_Excerpt_:
Segment Open

It’s time to revisit the Colorado POWR Act and its restrictions on nondisclosure and nondisparagement requirements in separation agreements. But first . . .

Shall I Call My Employment Lawyer Today?
A Sonnet by Emily M. Hobbs, Ascent Employment Law

And this termination hath all too short a date;
Sometimes too hot the eye of budgets shine,
And often legalese is meant to be skimmed;
And every risk is brisk and over time declines,
Without fail rambling legal provisions untrimmed;
Cause more confusion than should be made,
And employees appreciate employers who ow’st;
Receiving funds that wouldn’t otherwise be paid,
In exchange for a release of claims she’ll go’st:
So long as we pay on time we’re free,
So long, she won’t challenge the release.

In the category of “no good deed goes unpunished,” offering a severance payment to an employee in exchange for a separation agreement that violates Colorado law can wind up costing employers time and money. The Colorado Protecting Opportunities and Workers’ Rights Act (“POWR Act”), which went into effect on August 7, 2023, requires that any nondisclosure and/or non-disparagement agreement explicitly allow employees to disclose information related to alleged discriminatory or unfair employment practices.

Under the POWR Act, nondisparagement and confidentiality provisions between an employer and employee (or prospective employee) are void unless they meet the following criteria:

  • The restrictions and terms must apply equally to the employer and employee;
  • The provision must state that it does not restrain a party from disclosing the underlying facts of any alleged discriminatory or unfair employment practices, including the existence and terms of the settlement agreement, under circumstances outlined in the statute, including: (a) to immediate family members, religious advisors, medical or mental health providers or support groups, legal counsel, financial advisors and tax preparers; (b) to any local, state or federal government agency for any reason or in response to legal process (without prior notice to the employer); and (c) for other purposes as required by law;
  • It must state that disclosure of the underlying facts does not constitute disparagement;
  • If the agreement contains a nondisparagement provision, it must include a condition that, if the employer disparages the employee or prospective employee, the employer may not seek to enforce the nondisparagement or nondisclosure provisions of the agreement or seek damages against the individual for violating those provisions (although all other provisions remain in effect); and
  • The agreement must include an addendum signed by all parties attesting to compliance with the above requirements.

Additionally, under the POWR Act, a liquidated damages provision may not constitute a penalty or punishment and must provide for an amount of damages that is reasonable and proportionate in light of the anticipated actual economic loss that a breach of the agreement would cause.

Violating the POWR Act isn’t cheap, as an employer may be liable for actual damages, attorneys’ fees and costs, and a penalty of $5,000 for each instance in which an employee or prospective employee is presented with an agreement containing non-compliant provisions, regardless of whether the employer actually tries to enforce such provisions. Further, punitive damages are available in certain circumstances.

We drafted the above sonnet as a reminder to call your employment lawyer before using a pre-August 2023 form of severance/separation agreement. We’ve seen a few floating around. And if you’re one of the lucky employers who hasn’t offered a terminated employee a separation payment in exchange for a release since the POWR Act became effective, it may be time to update your form separation agreement and shred any existing agreements that predate the POWR Act to avoid potential inadvertent use of an outdated form.

Segment Closed

Write out, word for word, the part of the POWR Act article that opens with the words "And this termination" and closes with "challenge the release.".

_Stored items_:
Segment Open

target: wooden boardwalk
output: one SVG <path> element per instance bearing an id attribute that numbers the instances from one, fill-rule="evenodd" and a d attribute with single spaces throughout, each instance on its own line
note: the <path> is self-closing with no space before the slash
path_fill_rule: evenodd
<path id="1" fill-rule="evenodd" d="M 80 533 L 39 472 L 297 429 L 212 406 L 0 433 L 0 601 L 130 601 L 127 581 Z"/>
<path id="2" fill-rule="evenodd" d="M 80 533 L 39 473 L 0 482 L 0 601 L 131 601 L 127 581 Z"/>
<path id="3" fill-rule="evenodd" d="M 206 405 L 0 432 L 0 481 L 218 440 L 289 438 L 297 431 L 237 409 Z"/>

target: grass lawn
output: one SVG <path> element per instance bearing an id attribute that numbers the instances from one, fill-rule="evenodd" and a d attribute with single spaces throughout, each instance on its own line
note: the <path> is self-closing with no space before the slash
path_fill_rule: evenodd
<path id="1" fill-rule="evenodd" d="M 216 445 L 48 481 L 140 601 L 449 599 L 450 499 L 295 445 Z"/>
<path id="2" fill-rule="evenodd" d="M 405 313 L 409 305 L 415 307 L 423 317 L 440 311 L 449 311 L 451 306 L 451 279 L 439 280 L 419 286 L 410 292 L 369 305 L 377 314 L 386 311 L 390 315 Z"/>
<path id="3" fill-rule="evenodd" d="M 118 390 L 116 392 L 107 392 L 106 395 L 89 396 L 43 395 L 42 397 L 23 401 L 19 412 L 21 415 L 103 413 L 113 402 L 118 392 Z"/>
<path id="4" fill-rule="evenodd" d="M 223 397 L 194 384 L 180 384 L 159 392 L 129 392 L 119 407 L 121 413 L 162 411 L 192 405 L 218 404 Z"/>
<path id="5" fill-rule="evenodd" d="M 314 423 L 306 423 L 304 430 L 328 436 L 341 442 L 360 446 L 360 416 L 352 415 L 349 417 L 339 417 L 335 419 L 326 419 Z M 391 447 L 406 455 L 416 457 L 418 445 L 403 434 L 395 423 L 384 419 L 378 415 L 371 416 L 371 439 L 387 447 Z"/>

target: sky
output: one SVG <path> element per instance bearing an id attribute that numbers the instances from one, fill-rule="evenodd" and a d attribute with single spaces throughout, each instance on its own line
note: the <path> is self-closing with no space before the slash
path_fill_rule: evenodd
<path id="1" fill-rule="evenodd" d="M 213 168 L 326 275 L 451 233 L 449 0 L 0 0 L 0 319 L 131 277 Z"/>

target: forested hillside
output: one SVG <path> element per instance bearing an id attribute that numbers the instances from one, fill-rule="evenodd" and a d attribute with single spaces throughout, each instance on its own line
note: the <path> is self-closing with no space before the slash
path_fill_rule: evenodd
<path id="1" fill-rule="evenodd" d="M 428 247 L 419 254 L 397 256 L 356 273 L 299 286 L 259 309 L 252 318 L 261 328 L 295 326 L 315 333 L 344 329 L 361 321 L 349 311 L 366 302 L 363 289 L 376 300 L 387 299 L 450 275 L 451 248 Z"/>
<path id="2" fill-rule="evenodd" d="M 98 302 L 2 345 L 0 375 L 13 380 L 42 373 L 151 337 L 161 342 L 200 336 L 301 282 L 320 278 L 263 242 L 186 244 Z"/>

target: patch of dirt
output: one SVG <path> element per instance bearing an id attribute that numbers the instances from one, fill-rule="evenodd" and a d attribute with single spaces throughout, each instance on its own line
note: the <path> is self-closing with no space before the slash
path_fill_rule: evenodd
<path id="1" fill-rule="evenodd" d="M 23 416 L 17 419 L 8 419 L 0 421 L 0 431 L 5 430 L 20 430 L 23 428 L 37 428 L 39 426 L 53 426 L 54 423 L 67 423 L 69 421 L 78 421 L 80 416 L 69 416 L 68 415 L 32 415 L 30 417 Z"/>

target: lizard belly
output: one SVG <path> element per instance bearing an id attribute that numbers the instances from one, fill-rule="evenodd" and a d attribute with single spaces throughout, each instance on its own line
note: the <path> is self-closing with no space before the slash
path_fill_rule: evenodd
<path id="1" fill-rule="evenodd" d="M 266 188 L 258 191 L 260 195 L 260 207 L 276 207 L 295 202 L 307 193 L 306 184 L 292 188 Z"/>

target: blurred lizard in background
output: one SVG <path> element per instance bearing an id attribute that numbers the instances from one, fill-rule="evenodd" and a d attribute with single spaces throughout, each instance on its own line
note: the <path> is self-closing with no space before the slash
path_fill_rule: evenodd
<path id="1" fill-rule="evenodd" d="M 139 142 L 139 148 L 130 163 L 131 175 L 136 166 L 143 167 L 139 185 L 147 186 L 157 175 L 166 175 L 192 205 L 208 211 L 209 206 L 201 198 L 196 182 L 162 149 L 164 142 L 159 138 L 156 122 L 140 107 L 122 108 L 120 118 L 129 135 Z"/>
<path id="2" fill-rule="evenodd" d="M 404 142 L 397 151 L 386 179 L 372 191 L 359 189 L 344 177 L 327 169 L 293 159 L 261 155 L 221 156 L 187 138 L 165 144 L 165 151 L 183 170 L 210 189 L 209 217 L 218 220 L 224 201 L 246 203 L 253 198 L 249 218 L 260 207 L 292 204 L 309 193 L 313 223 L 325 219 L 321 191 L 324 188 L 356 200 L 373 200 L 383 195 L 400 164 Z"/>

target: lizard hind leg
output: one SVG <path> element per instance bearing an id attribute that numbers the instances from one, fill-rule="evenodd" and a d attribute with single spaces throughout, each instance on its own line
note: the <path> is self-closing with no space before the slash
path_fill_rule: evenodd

Segment Closed

_Written response_:
And this termination hath all too short a date;
Sometimes too hot the eye of budgets shine,
And often legalese is meant to be skimmed;
And every risk is brisk and over time declines,
Without fail rambling legal provisions untrimmed;
Cause more confusion than should be made,
And employees appreciate employers who ow’st;
Receiving funds that wouldn’t otherwise be paid,
In exchange for a release of claims she’ll go’st:
So long as we pay on time we’re free,
So long, she won’t challenge the release.